*PROBLEM REQUIREMENTS*: Could you set down exactly the lines of the data below, starting at the one that holds "Tag each instance of the distant shoreline" and ending at the one that holds "Tag each instance of the grassy", both included, and only those?

Extracted records:

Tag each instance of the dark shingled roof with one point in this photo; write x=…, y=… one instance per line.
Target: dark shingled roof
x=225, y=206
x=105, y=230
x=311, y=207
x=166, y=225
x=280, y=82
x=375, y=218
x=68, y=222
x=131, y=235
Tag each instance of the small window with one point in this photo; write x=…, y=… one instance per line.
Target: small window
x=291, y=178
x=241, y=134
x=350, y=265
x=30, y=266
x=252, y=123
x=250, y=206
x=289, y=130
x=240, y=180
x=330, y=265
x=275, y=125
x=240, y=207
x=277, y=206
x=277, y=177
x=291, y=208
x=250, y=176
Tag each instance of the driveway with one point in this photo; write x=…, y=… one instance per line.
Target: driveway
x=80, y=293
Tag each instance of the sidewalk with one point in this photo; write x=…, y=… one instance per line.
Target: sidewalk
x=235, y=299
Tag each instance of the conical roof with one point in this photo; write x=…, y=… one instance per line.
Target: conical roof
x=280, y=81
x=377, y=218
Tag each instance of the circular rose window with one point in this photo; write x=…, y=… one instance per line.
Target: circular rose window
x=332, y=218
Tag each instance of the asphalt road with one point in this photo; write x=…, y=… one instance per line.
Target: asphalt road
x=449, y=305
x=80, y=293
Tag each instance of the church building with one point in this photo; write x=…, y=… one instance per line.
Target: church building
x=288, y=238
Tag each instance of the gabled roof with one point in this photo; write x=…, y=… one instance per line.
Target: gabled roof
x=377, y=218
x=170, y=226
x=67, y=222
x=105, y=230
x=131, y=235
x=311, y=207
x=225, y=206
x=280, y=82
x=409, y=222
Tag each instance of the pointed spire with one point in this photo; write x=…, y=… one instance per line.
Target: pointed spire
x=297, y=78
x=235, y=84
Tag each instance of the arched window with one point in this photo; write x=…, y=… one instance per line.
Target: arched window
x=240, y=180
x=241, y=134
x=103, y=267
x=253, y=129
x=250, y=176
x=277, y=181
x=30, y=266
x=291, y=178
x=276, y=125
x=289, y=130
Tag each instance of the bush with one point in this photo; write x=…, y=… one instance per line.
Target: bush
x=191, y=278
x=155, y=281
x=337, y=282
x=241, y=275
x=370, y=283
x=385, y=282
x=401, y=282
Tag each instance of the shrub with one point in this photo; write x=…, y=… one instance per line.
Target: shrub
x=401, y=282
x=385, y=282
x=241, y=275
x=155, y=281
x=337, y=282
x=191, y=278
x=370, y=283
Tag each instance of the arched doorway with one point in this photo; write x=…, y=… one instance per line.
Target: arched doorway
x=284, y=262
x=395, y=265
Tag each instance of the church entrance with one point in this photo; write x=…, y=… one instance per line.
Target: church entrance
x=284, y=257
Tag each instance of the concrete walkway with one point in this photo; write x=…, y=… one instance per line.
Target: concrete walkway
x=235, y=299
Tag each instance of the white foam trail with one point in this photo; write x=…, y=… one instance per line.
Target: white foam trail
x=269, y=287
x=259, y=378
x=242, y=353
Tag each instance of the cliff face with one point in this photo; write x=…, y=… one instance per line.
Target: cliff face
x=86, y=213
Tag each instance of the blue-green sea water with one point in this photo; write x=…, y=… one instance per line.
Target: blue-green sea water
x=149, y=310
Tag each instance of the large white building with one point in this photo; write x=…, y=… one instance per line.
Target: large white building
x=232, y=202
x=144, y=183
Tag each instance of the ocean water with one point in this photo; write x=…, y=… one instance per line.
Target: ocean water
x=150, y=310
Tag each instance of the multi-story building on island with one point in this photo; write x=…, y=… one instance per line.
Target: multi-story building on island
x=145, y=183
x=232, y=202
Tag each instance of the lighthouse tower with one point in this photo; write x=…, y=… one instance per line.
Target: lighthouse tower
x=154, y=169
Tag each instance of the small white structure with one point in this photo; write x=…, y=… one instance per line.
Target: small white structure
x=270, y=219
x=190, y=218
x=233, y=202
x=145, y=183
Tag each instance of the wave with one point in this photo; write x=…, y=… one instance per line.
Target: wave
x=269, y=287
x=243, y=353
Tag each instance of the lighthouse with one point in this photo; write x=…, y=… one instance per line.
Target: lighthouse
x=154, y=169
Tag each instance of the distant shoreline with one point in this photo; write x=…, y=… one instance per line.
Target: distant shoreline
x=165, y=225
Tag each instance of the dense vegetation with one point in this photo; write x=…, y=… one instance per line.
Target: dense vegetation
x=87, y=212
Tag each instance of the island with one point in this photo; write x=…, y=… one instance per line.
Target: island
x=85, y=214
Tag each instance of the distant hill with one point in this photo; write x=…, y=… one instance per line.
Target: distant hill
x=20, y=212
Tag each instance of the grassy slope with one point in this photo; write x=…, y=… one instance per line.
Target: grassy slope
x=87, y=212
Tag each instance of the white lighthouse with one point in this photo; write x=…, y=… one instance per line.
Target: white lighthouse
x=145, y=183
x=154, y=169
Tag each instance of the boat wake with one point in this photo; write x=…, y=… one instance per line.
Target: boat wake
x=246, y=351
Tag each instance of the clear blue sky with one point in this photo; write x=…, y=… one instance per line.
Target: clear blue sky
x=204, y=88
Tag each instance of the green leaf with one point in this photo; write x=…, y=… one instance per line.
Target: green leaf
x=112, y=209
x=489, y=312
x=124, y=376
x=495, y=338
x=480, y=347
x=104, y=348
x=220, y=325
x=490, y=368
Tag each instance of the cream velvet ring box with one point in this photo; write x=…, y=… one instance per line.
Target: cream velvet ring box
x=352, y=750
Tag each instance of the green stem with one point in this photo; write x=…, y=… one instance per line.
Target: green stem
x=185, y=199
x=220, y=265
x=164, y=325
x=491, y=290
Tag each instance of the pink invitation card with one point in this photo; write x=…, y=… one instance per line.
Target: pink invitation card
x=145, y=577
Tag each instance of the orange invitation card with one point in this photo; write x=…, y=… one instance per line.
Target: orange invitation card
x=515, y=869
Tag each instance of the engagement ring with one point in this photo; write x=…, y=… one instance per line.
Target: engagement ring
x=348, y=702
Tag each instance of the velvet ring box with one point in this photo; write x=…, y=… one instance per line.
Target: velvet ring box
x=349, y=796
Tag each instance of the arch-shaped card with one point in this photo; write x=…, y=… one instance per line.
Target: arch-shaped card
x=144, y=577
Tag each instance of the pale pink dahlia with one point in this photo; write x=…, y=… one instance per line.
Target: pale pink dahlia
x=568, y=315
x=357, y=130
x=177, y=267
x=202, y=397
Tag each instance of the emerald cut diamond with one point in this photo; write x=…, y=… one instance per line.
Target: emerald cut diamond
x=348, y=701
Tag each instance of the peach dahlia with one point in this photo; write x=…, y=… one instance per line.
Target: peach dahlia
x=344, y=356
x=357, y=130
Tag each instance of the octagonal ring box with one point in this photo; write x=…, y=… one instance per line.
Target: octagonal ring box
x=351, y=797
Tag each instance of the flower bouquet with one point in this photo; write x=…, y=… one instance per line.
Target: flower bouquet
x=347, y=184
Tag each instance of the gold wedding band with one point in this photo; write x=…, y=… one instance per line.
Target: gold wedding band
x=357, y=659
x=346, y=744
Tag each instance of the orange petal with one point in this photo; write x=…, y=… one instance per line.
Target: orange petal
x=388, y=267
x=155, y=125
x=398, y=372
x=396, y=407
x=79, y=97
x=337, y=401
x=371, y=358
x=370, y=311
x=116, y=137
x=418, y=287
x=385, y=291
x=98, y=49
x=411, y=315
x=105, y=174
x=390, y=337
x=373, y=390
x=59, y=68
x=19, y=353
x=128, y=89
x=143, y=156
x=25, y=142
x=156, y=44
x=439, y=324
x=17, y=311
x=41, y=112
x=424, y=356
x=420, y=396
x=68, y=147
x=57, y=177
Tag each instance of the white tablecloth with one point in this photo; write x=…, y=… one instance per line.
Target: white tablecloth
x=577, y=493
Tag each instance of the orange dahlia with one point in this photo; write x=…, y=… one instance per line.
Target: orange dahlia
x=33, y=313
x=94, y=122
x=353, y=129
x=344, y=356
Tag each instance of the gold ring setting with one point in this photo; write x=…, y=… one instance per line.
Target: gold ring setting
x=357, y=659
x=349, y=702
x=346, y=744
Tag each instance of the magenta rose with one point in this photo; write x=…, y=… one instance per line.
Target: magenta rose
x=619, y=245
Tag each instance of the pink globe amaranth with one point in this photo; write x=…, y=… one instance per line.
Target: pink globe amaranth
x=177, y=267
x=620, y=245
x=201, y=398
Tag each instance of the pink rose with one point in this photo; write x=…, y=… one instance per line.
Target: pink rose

*TASK OUTPUT*:
Tag each instance of the distant shoreline with one point in this photo; write x=…, y=… one instance per line.
Target: distant shoreline
x=165, y=225
Tag each instance of the dense vegetation with one point in this photo; write x=…, y=… one instance per line.
Target: dense vegetation
x=87, y=212
Tag each instance of the island with one point in this photo; write x=…, y=… one instance per line.
Target: island
x=85, y=214
Tag each instance of the distant hill with one point in this photo; write x=…, y=… one instance per line.
Target: distant hill
x=20, y=212
Tag each instance of the grassy slope with one point in this photo; write x=…, y=… one instance per line.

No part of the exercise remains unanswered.